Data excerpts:
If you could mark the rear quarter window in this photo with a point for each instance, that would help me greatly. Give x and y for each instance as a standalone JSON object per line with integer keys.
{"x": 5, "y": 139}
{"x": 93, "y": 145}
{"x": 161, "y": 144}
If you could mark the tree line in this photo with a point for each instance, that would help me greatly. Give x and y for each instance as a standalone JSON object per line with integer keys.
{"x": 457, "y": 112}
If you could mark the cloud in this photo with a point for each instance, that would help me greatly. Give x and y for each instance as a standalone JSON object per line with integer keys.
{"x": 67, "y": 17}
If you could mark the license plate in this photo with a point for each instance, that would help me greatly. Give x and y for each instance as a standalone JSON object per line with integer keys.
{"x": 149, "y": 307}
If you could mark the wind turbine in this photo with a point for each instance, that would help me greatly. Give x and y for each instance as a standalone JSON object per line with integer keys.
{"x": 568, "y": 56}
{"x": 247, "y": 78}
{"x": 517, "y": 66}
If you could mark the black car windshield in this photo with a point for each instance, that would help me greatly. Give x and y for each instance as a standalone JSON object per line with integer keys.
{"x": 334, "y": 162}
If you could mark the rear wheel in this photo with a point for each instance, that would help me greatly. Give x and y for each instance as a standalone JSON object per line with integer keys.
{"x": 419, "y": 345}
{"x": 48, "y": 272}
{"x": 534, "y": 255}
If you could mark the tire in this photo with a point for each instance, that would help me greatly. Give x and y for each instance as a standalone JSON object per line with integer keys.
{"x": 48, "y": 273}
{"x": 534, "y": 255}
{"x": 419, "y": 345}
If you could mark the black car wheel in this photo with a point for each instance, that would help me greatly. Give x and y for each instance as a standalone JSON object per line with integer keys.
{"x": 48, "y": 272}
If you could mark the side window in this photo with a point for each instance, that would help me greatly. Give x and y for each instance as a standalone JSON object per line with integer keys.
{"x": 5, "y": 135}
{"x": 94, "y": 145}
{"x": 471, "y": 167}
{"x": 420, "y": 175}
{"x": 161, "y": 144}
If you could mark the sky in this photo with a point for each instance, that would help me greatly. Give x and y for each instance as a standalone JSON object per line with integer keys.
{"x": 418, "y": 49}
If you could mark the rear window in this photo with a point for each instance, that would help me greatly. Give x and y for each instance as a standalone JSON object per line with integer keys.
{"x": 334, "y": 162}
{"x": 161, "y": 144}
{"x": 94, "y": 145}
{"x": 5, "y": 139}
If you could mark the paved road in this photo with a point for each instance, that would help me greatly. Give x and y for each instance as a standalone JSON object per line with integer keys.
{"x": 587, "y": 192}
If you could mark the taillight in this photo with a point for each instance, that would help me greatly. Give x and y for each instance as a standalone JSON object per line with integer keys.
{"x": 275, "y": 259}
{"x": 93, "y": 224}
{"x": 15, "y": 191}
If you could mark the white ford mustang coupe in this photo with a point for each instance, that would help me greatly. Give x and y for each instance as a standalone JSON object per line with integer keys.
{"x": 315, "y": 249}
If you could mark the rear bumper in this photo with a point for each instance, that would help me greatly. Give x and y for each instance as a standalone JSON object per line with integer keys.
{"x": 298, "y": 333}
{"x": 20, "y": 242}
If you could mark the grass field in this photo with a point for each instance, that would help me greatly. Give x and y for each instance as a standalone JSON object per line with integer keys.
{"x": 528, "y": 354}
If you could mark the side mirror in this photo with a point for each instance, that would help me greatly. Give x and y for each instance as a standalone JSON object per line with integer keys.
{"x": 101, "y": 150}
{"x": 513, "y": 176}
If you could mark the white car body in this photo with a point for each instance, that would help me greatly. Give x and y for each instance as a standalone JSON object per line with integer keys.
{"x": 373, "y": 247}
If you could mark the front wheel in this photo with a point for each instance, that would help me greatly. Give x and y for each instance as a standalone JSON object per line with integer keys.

▸ **Requirement**
Write out, word for word, the lines from the one containing "If you could mark the grass" through the end of the records, with no other lines.

▸ **Answer box**
If you could mark the grass field in this photo with a point for each instance, that would help me greatly. Give x and y for each instance as a standalone JSON object per line with integer keys.
{"x": 528, "y": 354}
If you could mark the side mirror in this photo with a point for each instance, that would help me greatly. Give x and y for each instance as a standalone JSON object per line with integer keys.
{"x": 101, "y": 150}
{"x": 513, "y": 176}
If you could mark the white car body in this photo with a point for each instance, that would help me greatly. Give x and y for each instance as a standalone JSON object per line with integer keys.
{"x": 373, "y": 247}
If you could mark the front wheel in this photo with a point for each instance, that would help me greatly. Give x and y for each instance as a standalone JSON object per line with integer keys.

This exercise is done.